> **Task objective**
Please format the stretch of the listing from the line containing "Would you be able to point at the young" through the line containing "Would you be able to point at the man's hand" as a Markdown table with the columns Row and Line, numbering each row and leaving out blank lines. Include only those lines.

::: Data

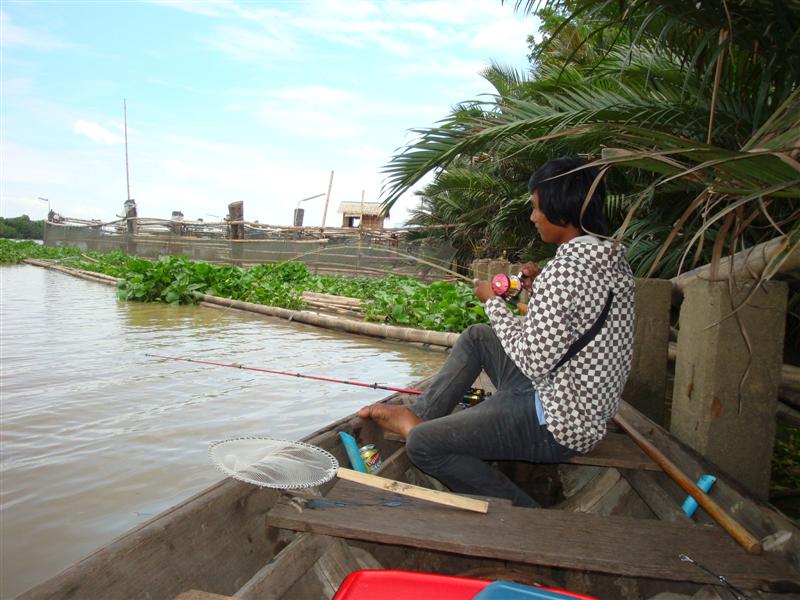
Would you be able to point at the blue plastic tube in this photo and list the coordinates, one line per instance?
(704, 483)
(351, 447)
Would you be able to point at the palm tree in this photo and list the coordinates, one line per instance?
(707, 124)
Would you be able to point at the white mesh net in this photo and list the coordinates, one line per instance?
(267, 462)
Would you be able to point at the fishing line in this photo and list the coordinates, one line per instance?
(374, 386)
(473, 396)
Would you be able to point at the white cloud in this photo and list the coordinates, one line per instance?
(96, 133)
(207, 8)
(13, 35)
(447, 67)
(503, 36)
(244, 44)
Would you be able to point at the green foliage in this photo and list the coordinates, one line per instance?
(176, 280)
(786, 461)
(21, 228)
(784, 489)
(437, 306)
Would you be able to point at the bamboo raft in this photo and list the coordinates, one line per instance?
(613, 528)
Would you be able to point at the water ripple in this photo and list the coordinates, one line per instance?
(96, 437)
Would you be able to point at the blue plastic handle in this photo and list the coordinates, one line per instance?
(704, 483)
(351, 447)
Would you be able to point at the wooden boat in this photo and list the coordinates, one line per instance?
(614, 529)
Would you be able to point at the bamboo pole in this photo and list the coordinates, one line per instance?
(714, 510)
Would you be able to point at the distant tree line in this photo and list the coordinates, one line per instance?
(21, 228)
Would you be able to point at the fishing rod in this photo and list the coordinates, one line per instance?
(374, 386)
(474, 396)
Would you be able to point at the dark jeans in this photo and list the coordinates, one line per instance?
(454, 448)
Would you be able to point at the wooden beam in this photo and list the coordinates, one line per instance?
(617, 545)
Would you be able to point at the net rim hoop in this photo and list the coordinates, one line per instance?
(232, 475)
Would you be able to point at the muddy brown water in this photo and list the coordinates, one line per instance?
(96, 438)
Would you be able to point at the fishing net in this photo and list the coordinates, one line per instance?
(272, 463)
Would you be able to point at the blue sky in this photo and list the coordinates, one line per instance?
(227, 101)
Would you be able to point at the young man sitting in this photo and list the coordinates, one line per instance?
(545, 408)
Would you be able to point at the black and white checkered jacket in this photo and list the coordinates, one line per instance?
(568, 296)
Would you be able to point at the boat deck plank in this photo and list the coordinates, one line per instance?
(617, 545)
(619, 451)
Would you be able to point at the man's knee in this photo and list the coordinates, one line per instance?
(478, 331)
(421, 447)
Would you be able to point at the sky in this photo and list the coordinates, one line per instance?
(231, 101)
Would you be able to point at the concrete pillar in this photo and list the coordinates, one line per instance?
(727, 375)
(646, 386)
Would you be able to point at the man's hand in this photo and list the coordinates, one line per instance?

::::::
::: Data

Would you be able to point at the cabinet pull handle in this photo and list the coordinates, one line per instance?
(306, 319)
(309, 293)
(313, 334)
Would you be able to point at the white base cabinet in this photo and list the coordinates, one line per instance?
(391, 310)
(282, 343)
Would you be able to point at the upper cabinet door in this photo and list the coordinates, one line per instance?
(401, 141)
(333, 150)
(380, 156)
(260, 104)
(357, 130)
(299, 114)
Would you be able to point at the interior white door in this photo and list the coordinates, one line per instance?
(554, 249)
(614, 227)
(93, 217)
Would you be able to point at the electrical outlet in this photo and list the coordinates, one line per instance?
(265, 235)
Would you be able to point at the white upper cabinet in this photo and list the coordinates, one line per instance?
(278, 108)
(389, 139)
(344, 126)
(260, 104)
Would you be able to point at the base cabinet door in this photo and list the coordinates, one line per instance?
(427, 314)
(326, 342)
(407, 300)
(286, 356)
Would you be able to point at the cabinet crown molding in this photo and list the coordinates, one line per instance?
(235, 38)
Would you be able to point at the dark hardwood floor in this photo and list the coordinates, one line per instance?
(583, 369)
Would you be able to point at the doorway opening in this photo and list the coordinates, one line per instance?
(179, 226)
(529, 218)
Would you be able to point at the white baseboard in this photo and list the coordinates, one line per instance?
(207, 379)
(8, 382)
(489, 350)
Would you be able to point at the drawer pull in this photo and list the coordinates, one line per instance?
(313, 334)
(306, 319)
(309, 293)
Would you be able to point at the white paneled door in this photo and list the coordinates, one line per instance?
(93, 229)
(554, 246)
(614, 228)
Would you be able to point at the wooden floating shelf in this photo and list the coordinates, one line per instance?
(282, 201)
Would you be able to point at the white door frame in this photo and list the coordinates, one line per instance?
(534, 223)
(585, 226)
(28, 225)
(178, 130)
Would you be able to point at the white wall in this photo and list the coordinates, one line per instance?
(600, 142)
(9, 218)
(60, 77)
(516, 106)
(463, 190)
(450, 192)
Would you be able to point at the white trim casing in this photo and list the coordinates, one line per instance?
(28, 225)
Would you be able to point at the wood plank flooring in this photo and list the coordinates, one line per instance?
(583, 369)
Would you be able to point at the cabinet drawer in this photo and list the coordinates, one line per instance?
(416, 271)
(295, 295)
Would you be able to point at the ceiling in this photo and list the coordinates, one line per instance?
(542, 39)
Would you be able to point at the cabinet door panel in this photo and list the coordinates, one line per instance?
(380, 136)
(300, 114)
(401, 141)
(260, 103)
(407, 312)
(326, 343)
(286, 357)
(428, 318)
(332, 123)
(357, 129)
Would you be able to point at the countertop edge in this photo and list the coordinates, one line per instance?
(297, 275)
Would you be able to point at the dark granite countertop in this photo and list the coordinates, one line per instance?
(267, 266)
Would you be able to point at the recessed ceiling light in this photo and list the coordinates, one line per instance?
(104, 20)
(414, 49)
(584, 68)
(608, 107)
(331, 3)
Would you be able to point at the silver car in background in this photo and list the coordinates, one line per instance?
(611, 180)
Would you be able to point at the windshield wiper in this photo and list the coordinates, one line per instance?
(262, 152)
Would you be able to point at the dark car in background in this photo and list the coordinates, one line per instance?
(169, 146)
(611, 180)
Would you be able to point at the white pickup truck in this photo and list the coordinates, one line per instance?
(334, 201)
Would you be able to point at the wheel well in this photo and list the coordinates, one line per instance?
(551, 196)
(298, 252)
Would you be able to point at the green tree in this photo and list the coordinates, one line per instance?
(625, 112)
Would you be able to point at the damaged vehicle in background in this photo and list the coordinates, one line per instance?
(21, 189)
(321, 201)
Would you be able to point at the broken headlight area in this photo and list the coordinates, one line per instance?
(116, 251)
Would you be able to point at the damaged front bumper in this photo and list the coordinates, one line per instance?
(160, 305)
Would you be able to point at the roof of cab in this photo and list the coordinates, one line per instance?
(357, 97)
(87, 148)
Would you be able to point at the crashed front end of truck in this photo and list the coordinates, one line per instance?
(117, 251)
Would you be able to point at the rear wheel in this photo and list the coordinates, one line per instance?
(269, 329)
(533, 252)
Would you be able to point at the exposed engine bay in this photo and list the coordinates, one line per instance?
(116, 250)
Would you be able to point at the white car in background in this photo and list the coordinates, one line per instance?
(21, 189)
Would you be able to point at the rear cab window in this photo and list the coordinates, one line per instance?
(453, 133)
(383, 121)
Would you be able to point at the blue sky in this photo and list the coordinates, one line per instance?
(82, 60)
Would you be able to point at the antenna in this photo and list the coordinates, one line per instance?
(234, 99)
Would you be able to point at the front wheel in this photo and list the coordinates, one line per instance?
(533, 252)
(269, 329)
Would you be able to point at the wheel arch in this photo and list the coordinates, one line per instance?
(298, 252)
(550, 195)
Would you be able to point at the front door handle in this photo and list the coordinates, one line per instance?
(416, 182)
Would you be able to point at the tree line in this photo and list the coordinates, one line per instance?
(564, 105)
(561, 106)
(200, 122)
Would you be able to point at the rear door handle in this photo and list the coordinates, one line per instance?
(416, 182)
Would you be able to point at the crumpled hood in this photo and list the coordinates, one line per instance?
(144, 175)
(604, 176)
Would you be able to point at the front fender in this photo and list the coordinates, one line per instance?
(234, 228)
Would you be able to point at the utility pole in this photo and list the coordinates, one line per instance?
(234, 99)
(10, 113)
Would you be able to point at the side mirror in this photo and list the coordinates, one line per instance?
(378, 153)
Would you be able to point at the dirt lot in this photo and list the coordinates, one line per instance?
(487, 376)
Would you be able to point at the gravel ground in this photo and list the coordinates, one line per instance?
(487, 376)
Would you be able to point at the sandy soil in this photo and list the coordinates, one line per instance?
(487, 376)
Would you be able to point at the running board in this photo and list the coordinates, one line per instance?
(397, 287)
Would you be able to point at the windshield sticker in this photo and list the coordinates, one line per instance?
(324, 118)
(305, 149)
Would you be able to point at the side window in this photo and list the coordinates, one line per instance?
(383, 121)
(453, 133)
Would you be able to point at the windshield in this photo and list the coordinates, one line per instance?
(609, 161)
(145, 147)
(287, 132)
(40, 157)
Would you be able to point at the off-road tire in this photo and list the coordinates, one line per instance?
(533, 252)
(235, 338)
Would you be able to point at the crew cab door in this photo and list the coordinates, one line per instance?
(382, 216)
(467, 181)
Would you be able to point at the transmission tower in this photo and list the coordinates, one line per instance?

::::::

> **Task result**
| Row | Line |
|---|---|
| 1 | Would you be able to point at the young man sitting in this photo and list the coordinates, one line per instance? |
| 2 | (545, 408) |
| 3 | Would you be able to point at the black and white checkered jacket in this photo and list the coordinates, one line per instance? |
| 4 | (568, 296) |
| 5 | Would you be able to point at the boat deck plank in this photo and list the coordinates, one line per instance? |
| 6 | (617, 545) |
| 7 | (619, 451) |
| 8 | Would you be able to point at the man's knee in this photo and list the coordinates, one line per instance? |
| 9 | (478, 331) |
| 10 | (421, 447) |
| 11 | Would you be able to point at the sky in this photo and list the coordinates, one line per instance? |
| 12 | (231, 101) |
| 13 | Would you be able to point at the concrete pillar in this photo and list the coordinates, one line per instance? |
| 14 | (727, 375) |
| 15 | (646, 386) |
| 16 | Would you be able to point at the man's hand in this photo and list the coordinates, one line per instance? |